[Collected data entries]
════════════════
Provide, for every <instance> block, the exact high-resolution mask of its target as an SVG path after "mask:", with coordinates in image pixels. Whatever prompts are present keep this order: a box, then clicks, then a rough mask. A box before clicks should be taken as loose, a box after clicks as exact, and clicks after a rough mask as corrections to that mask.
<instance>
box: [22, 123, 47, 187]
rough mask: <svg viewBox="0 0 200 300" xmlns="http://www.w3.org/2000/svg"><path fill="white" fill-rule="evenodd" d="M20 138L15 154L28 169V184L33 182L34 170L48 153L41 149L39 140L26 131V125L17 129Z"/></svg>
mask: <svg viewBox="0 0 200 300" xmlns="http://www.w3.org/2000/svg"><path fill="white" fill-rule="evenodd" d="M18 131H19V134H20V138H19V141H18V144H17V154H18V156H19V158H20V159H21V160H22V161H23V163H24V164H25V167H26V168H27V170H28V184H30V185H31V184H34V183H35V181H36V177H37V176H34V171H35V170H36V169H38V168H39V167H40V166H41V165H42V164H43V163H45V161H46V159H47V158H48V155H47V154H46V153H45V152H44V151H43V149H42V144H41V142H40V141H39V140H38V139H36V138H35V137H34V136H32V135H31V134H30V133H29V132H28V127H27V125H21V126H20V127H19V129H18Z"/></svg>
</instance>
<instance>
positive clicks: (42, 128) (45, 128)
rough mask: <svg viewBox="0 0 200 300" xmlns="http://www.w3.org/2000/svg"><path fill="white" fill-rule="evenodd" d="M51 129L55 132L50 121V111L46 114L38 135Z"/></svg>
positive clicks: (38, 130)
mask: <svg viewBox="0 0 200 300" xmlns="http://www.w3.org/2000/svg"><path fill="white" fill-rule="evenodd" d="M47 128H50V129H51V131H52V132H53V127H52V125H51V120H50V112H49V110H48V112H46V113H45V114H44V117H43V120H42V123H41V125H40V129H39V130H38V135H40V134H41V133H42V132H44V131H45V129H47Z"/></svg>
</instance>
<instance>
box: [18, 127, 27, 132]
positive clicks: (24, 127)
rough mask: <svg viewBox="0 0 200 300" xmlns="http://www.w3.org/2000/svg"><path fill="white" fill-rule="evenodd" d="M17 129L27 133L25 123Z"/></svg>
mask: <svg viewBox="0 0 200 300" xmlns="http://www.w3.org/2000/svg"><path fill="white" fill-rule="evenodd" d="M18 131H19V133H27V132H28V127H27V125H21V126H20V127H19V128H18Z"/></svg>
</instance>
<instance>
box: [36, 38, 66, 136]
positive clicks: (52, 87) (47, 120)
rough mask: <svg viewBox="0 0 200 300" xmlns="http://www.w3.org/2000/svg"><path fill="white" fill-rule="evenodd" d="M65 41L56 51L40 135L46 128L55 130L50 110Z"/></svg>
════════════════
*What is being asked:*
Repeat exactly, and only, the lines of the records above, starting with the line that contains "positive clicks: (42, 128) (45, 128)" and ending with the final line, both included.

*Answer to this task:*
positive clicks: (42, 128) (45, 128)
rough mask: <svg viewBox="0 0 200 300" xmlns="http://www.w3.org/2000/svg"><path fill="white" fill-rule="evenodd" d="M51 129L55 132L50 121V111L46 114L38 135Z"/></svg>
positive clicks: (38, 130)
mask: <svg viewBox="0 0 200 300" xmlns="http://www.w3.org/2000/svg"><path fill="white" fill-rule="evenodd" d="M47 128H50V129H51V131H52V132H53V127H52V125H51V120H50V112H49V110H48V112H46V113H45V114H44V117H43V120H42V123H41V125H40V129H39V130H38V135H40V134H41V133H42V132H44V131H45V129H47Z"/></svg>
</instance>
<instance>
box: [18, 127, 27, 132]
positive clicks: (24, 127)
rough mask: <svg viewBox="0 0 200 300" xmlns="http://www.w3.org/2000/svg"><path fill="white" fill-rule="evenodd" d="M17 129L27 133L25 123Z"/></svg>
mask: <svg viewBox="0 0 200 300" xmlns="http://www.w3.org/2000/svg"><path fill="white" fill-rule="evenodd" d="M18 131H19V133H27V132H28V127H27V125H21V126H20V127H19V128H18Z"/></svg>
</instance>
<instance>
box: [36, 38, 66, 136]
positive clicks: (52, 87) (47, 120)
rough mask: <svg viewBox="0 0 200 300" xmlns="http://www.w3.org/2000/svg"><path fill="white" fill-rule="evenodd" d="M65 41L56 51L40 135L46 128L55 130L50 110Z"/></svg>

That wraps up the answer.